> Exercise requirements
Beginning with the line that mentions "Challenge round — find the white notebook", reproduce every line through the last line of the entries, exactly, and only those.

━━━━━ Dataset entries ━━━━━

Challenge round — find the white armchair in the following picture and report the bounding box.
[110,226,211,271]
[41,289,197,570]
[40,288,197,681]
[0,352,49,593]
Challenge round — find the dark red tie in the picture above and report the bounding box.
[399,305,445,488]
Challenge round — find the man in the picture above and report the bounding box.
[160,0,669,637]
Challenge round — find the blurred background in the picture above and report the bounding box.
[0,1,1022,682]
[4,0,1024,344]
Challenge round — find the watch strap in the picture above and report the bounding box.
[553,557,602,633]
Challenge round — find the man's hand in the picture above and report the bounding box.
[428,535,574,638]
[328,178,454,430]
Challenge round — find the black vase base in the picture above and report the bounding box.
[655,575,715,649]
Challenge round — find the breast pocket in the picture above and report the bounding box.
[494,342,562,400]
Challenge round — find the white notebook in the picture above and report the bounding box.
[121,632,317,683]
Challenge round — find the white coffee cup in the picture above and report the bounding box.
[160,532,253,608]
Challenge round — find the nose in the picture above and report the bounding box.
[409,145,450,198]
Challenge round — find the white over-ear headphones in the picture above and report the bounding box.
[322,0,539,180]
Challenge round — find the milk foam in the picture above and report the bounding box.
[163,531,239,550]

━━━━━

> Expected answer
Challenge round — find the white notebook in the picture above and report the bounding box.
[121,632,317,683]
Challenge round — find the white coffee cup in the picture above and report the bounding box.
[160,532,253,608]
Challenge round — find the nose in the picture above and report the bounding box.
[409,145,450,198]
Challenge round — find the white over-ear headphones in the picture above and report the bounding box.
[322,0,539,180]
Challenge round — find the milk foam in the picture above and report the bounding box.
[163,531,239,550]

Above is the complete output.